[Task prompt]
In all of the records below, change "Target" to "Label" and leave every other word as it is.

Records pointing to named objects
* * * *
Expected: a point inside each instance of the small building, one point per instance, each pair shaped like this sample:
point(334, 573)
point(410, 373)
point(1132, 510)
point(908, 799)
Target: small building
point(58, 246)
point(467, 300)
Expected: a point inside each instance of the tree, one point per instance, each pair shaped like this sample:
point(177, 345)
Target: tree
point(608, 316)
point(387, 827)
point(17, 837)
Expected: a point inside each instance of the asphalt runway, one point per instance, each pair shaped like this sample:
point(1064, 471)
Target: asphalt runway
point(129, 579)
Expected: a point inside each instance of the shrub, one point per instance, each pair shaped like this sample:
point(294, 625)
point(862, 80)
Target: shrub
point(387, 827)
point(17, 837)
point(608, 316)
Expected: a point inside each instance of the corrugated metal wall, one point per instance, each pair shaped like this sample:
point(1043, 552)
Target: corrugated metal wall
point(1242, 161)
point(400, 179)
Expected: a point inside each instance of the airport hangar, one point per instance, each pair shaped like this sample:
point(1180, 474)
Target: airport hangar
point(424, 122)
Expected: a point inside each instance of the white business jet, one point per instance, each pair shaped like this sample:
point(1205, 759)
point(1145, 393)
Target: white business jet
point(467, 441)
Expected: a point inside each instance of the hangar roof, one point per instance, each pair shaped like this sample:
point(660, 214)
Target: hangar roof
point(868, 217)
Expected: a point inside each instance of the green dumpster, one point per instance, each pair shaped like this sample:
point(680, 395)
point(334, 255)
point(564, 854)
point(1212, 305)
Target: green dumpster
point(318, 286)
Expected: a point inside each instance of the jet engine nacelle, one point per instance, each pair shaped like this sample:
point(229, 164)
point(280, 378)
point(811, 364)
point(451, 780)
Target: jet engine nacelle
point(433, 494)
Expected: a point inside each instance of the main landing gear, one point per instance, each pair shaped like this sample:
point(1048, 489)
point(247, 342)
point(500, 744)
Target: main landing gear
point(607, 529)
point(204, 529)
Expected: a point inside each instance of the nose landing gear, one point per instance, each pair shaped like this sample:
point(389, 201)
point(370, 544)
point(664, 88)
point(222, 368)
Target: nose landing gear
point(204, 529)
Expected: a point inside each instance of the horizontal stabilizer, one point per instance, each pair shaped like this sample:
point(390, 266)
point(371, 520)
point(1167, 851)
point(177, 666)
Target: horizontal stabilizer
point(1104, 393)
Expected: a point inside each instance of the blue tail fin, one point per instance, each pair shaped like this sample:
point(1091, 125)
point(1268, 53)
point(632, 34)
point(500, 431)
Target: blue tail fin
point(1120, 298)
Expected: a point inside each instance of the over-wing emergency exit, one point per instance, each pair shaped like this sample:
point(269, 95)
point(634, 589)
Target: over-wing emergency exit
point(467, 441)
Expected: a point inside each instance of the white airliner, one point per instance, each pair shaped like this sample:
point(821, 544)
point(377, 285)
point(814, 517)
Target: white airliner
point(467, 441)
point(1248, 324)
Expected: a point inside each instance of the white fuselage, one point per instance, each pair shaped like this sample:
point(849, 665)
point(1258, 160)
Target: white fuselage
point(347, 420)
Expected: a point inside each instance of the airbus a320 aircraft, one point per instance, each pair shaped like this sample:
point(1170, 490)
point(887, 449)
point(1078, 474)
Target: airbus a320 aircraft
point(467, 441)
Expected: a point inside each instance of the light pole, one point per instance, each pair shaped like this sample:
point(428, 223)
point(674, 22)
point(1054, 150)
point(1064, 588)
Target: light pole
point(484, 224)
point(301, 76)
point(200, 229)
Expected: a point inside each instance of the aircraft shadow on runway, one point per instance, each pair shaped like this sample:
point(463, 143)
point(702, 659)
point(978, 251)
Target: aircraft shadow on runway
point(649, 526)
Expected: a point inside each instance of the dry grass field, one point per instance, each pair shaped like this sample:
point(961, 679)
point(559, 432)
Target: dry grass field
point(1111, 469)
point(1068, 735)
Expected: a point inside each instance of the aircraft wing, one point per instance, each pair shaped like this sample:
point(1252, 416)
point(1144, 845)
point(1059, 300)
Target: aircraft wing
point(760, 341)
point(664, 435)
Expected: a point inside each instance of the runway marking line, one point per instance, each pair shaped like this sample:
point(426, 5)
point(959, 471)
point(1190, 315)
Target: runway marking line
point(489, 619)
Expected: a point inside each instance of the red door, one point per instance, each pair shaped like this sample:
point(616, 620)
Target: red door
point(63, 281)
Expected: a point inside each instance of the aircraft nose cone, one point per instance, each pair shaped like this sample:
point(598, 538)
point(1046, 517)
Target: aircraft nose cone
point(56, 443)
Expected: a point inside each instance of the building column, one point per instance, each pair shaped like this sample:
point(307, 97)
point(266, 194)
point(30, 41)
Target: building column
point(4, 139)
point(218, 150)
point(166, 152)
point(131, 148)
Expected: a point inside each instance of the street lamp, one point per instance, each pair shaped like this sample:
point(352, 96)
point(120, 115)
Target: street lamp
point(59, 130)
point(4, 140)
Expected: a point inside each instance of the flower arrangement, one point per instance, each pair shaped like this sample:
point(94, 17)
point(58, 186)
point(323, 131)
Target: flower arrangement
* * * *
[Response]
Expected: a point inside each instance of the small building, one point per instance, each pair shaped like this sample:
point(334, 573)
point(410, 373)
point(1132, 510)
point(908, 799)
Label: small building
point(58, 246)
point(467, 300)
Expected: a point inside each instance of the tree, one point per instance, each pair shaped like this sample:
point(177, 345)
Label: tree
point(608, 316)
point(387, 827)
point(17, 837)
Expected: a point inside each instance of the asphalt runway, one point per instance, each pair shaped like this sample:
point(1064, 471)
Label: asphalt runway
point(129, 579)
Expected: a point inside each instance of the shrub, one point per instance, each pair shaped like this sample:
point(294, 625)
point(862, 80)
Label: shrub
point(387, 827)
point(17, 837)
point(608, 316)
Expected: a point inside each instance of the corrugated metal wall, one point per instance, each pair shaped like this sample:
point(1043, 552)
Label: corrugated metal wall
point(1242, 161)
point(400, 179)
Expected: a point inside each instance of the airport hangar, one point per instance, each pair shaped like this sample:
point(1180, 474)
Label: airport hangar
point(424, 122)
Expected: a point inside each instance of the white business jet, one point per instance, each pair shaped like this sample:
point(1205, 759)
point(1145, 393)
Label: white business jet
point(467, 441)
Expected: a point inside each instance of the hangar roof, one point per instance, each pair shaped like this sample:
point(660, 214)
Label: hangar roof
point(868, 217)
Expected: a point inside each instance of the green dumpster, one point per instance, each pair shaped like this sample:
point(680, 395)
point(334, 255)
point(564, 854)
point(1212, 305)
Label: green dumpster
point(318, 286)
Expected: a point inside each instance of the jet engine nacelle, one point per instance, each pair shaped like this sample:
point(229, 164)
point(280, 378)
point(811, 364)
point(451, 780)
Label: jet engine nacelle
point(433, 494)
Expected: a point inside each instance of the main landing gear, one point per instance, each pair shaped like this sample:
point(1048, 489)
point(247, 342)
point(500, 744)
Label: main landing gear
point(607, 529)
point(204, 529)
Expected: a point inside each instance of the nose landing gear, one point per instance, each pair shaped like this sample:
point(389, 201)
point(370, 544)
point(664, 88)
point(222, 368)
Label: nose landing gear
point(204, 529)
Expected: a point inside each instance of the horizontal stabilizer, one point per instance, each pair shaped like this sample:
point(390, 266)
point(371, 520)
point(1167, 851)
point(177, 666)
Label: horizontal stabilizer
point(1104, 393)
Expected: a point inside each instance of the blue tail fin, one point per instance, each pair shaped like this sample:
point(1091, 125)
point(1268, 53)
point(632, 34)
point(500, 431)
Label: blue tail fin
point(1120, 298)
Expected: a point inside each instance of the over-wing emergency exit, one point per instance, each pair shaped like this sample:
point(269, 95)
point(634, 589)
Label: over-wing emergency exit
point(467, 441)
Expected: a point inside each instance of the white airliner, one point per instance, each pair shaped like this sample:
point(821, 544)
point(377, 285)
point(814, 517)
Label: white airliner
point(467, 441)
point(1248, 324)
Expected: a point inside each instance of the white fuselage, one point per instance, each pair shaped like this sample:
point(849, 665)
point(1258, 160)
Label: white fuselage
point(347, 420)
Expected: a point inside each instance of the airbus a320 aircraft, one point per instance, each pair shaped like this sample:
point(1170, 490)
point(887, 449)
point(1078, 474)
Label: airbus a320 aircraft
point(467, 441)
Expected: a point inside each instance of the light pole, one point per instance, each pair shaped like this sample:
point(428, 223)
point(674, 22)
point(1054, 150)
point(1064, 588)
Label: light pole
point(484, 224)
point(301, 76)
point(200, 229)
Expected: a point inside each instance of the aircraft shadow on runway, one point per instance, each pair shaped like this sample:
point(463, 143)
point(702, 659)
point(978, 251)
Label: aircraft shadow on runway
point(649, 526)
Expected: a point inside each instance of the dry grass field, one point per instance, each pair shaped like this sample:
point(961, 679)
point(559, 432)
Label: dry grass field
point(1111, 469)
point(1068, 735)
Expected: a point inside each instance of the aircraft wing, one point per instance, each pair shaped like this sample:
point(1252, 416)
point(1144, 845)
point(1059, 300)
Label: aircraft wing
point(760, 341)
point(664, 435)
Expected: a point inside each instance of the runway marking line, one point per instance, each pair shaped like this sample:
point(426, 5)
point(959, 471)
point(1190, 315)
Label: runway marking line
point(489, 619)
Expected: a point inside each instance of the red door, one point per instance, each pair shaped like this sample:
point(616, 620)
Label: red door
point(63, 281)
Expected: a point inside each instance of the aircraft nose cone, one point per instance, each pair shaped like this sample:
point(598, 538)
point(1046, 517)
Label: aircraft nose cone
point(56, 443)
Expected: a point inside each instance of the building column, one point per instance, each pair shaped like this sample:
point(307, 97)
point(266, 194)
point(30, 41)
Label: building column
point(4, 139)
point(218, 150)
point(166, 152)
point(131, 148)
Expected: a point inside each instance of the street lamp, one point per instance, each pair shaped like this sample:
point(352, 96)
point(120, 115)
Label: street lamp
point(59, 130)
point(4, 140)
Expected: a point inside each instance of the flower arrangement, one point per instance, each pair shaped like this sample:
point(94, 17)
point(58, 186)
point(323, 131)
Label: flower arrangement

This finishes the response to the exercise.